### GIVEN REQUEST 1
Translate this sentence from the court order into Spanish: "Oral argument would not be of assistance to the court."

### TEXT EXCERPT
- - -

Dayle JAMES, as Personal Representative of the Estate of Charlie Thomas James, Jr., Plaintiff, v. UNITED STATES of America; General Dynamics Land Systems Inc.; General Dynamics Land Systems Customer Service & Support Co., Defendants.

Michael W. Flanigan, Flanigan & Bataille, Anchorage, AK, for Plaintiff. Donald C. Thomas, Delaney Wiles, Anchorage, AK, for Defendants.


Michael W. Flanigan, Flanigan & Bataille, Anchorage, AK, for Plaintiff.

Donald C. Thomas, Delaney Wiles, Anchorage, AK, for Defendants.

ORDER AND OPINION

[Re: Dockets 86, 110]

JOHN W. SEDWICK, SENIOR JUDGE

I. MOTION PRESENTED

At docket 86 Defendant United States of America ("United States") filed a motion pursuant to Rule 12(b)(1) to dismiss the negligence claims against it set forth in the Second Amended Complaint, arguing that the court lacks subject matter jurisdiction over such claims because the Federal Tort Claims Act ("FTCA") does not waive the government's sovereign immunity with respect to those claims. Plaintiff Dayle James, as Personal Representative of the Estate of Charlie Thomas James, Jr. ("Plaintiff"), filed a response at docket 97. Plaintiff also filed a motion to amend the complaint at docket 95. The United States filed a combined reply and opposition to the motion to amend at docket 100. The court thereafter granted the motion to amend.

Plaintiff filed the Third Amended Complaint at docket 106. Like its prior iteration, the new complaint relies on the sovereign immunity waiver in the FTCA to support its tort claims against the United States, but it rephrases the claims to state that the United States is liable for damages caused by negligence of personnel "pursuant to the FTCA, 33 U.S.C. [§] 933 of the [Longshore and Harbor Workers' Compensation Act], a federal maritime common law action for negligence and wrongful death."

Doc. 106 at ¶ 40.

The United States filed a second motion to dismiss based on lack of subject matter jurisdiction at docket 110, reiterating its arguments as to why the court lacks subject matter jurisdiction under the FTCA and arguing that Plaintiff's newly structured negligence claims do not correct the complaint's jurisdictional issues. Plaintiff responded at docket 120. The United States replied at docket 125. Oral argument would not be of assistance to the court.

- - -

### GIVEN REQUEST 2
In the records, rewrite everything from the line containing "Where can the soldier be" down to the line containing "pixel 511 247", changing "instance" to "occurrence" and leaving all else unchanged. Give only those lines.

- - -

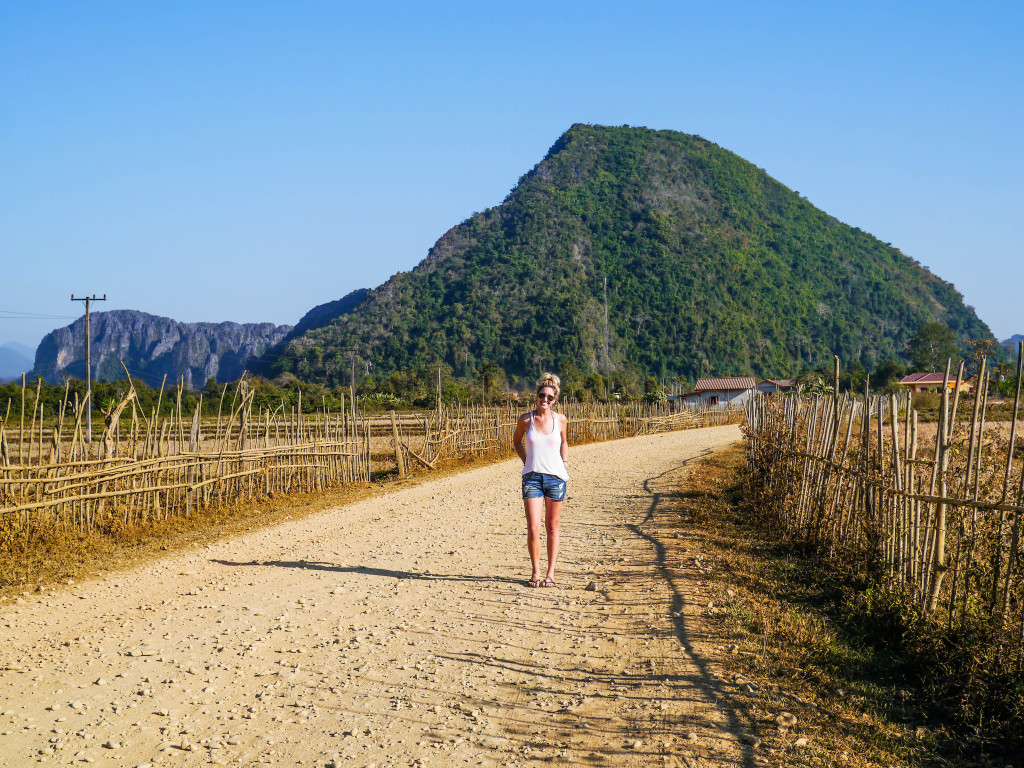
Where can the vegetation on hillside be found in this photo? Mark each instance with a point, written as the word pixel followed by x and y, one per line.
pixel 713 267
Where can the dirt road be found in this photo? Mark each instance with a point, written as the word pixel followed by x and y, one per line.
pixel 393 632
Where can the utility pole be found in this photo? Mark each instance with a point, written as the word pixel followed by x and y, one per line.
pixel 88 360
pixel 607 363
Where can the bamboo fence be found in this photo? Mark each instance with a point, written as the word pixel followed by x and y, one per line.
pixel 936 519
pixel 144 467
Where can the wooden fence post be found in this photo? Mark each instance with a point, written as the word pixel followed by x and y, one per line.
pixel 398 458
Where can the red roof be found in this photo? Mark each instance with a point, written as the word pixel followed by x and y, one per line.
pixel 739 383
pixel 926 379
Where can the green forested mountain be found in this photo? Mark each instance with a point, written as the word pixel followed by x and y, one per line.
pixel 713 268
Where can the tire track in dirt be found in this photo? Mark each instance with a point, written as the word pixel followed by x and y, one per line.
pixel 392 632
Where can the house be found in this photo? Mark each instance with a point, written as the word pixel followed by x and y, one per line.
pixel 774 386
pixel 932 383
pixel 730 390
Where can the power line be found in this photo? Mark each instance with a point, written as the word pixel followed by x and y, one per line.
pixel 16 314
pixel 88 360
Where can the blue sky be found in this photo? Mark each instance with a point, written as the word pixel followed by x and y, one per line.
pixel 247 161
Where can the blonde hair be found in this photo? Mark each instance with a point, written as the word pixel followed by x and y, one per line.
pixel 549 380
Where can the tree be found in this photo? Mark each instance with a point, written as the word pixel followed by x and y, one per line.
pixel 980 349
pixel 931 346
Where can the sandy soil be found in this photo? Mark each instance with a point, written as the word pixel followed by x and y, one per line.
pixel 393 632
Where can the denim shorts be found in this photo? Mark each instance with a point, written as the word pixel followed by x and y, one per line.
pixel 538 484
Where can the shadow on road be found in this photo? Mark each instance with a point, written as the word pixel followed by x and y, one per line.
pixel 366 570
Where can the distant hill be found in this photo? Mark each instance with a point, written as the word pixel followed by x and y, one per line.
pixel 712 266
pixel 316 317
pixel 13 360
pixel 152 346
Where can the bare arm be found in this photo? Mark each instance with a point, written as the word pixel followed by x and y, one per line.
pixel 564 450
pixel 520 432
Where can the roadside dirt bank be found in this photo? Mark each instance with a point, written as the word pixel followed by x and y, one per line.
pixel 396 631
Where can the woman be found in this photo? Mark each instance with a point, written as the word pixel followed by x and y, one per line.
pixel 540 440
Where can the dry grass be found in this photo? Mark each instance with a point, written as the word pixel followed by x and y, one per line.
pixel 41 557
pixel 805 639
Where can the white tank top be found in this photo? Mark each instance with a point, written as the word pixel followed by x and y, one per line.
pixel 544 451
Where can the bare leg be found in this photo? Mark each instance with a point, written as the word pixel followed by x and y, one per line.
pixel 551 519
pixel 535 513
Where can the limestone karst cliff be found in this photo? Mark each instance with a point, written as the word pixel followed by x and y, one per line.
pixel 152 346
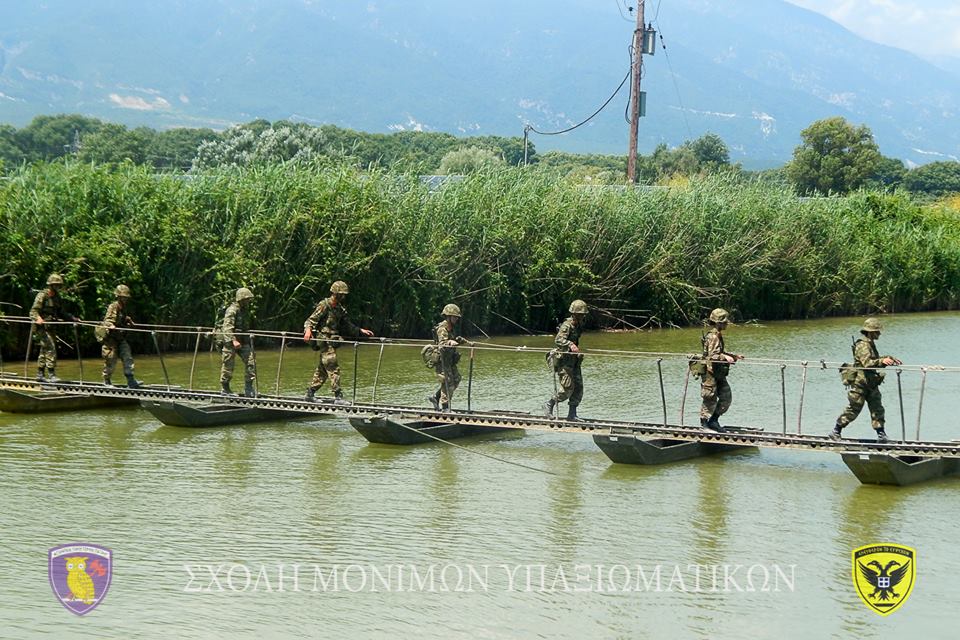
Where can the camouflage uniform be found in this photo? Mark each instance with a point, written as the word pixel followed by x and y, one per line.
pixel 49 308
pixel 447 374
pixel 714 388
pixel 115 342
pixel 567 364
pixel 330 320
pixel 866 386
pixel 237 320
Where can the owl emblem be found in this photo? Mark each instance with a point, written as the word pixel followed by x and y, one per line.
pixel 79 581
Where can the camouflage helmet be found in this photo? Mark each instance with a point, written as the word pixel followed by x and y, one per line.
pixel 719 315
pixel 579 306
pixel 451 310
pixel 871 324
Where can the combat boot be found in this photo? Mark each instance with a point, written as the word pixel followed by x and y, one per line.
pixel 548 407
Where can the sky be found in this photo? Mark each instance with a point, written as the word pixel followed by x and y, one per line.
pixel 930 28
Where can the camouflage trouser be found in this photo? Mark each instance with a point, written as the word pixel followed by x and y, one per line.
pixel 48 348
pixel 857 396
pixel 449 378
pixel 110 351
pixel 716 395
pixel 571 384
pixel 227 355
pixel 327 368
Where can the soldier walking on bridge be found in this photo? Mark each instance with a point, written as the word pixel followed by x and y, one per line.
pixel 111 334
pixel 48 307
pixel 566 359
pixel 237 341
pixel 330 321
pixel 446 368
pixel 863 381
pixel 714 388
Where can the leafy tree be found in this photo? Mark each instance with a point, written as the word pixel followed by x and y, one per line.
pixel 936 178
pixel 468 160
pixel 834 157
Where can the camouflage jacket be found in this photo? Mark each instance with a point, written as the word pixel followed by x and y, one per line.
pixel 568 333
pixel 236 320
pixel 48 307
pixel 331 320
pixel 865 355
pixel 713 352
pixel 116 318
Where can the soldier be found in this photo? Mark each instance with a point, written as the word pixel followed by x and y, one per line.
pixel 714 388
pixel 47 307
pixel 331 318
pixel 447 374
pixel 237 341
pixel 566 359
pixel 864 384
pixel 114 339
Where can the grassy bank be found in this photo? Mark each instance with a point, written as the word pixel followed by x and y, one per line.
pixel 505 245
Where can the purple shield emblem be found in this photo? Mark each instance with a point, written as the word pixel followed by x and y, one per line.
pixel 80 575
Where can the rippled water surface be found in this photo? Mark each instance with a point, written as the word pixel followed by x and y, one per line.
pixel 316 494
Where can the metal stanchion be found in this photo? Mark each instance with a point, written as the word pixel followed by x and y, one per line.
pixel 283 347
pixel 663 396
pixel 76 342
pixel 803 389
pixel 193 363
pixel 163 365
pixel 903 421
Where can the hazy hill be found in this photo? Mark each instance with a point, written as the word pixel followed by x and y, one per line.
pixel 754 71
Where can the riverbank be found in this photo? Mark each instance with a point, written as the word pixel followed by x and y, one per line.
pixel 511 247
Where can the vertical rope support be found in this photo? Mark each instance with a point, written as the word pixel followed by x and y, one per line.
pixel 783 395
pixel 193 363
pixel 376 377
pixel 470 383
pixel 923 386
pixel 283 347
pixel 76 342
pixel 163 365
pixel 663 395
pixel 803 389
pixel 683 399
pixel 903 421
pixel 356 352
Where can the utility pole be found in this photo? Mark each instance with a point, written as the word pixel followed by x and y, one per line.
pixel 635 94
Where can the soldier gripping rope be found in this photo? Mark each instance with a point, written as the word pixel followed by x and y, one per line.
pixel 714 388
pixel 110 333
pixel 48 307
pixel 446 358
pixel 863 381
pixel 566 359
pixel 237 341
pixel 330 321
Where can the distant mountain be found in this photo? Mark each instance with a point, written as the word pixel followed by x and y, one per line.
pixel 754 71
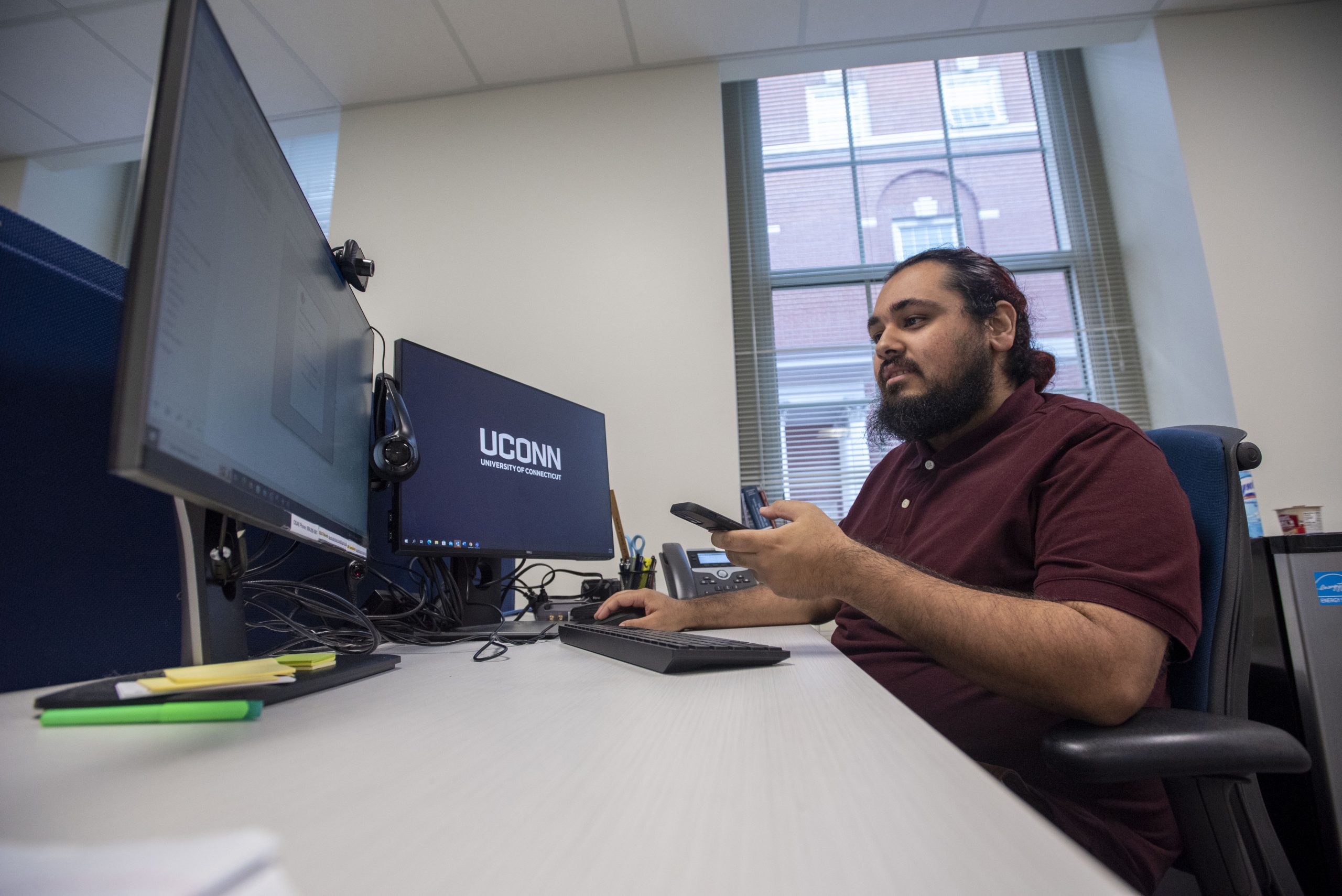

- - -

### WORKED SOLUTION 1
Los alegatos orales no serían de ayuda para el tribunal.

### WORKED SOLUTION 2
Where can the soldier be found in this photo? Mark each occurrence with a point, written as the word pixel followed by x and y, one per line.
pixel 714 388
pixel 47 307
pixel 331 318
pixel 447 374
pixel 237 341
pixel 566 359
pixel 864 384
pixel 114 339
Where can the grassy bank be found in this photo? Mark each occurrence with a point, written as the word pixel followed by x and y, one per line.
pixel 505 245
Where can the purple shield emblem be found in this photo? Mark each occurrence with a point, written as the word pixel followed by x and y, one per line.
pixel 80 575
Where can the rippled water surface be found in this photo? Mark each occurrence with a point, written as the word pixel followed by x and y, one per line.
pixel 316 494
Where can the metal stanchion be found in this photo? Mark each occurrence with a point, written as the word pixel followed by x and y, one per line.
pixel 283 347
pixel 663 396
pixel 76 342
pixel 803 389
pixel 193 363
pixel 163 365
pixel 903 421
Where can the hazy hill be found in this photo? Mark each occurrence with a point, written as the word pixel followed by x and y, one per line.
pixel 754 71
Where can the riverbank be found in this photo? Mark each occurrence with a point, written as the word pixel followed by x and y, one per line.
pixel 511 247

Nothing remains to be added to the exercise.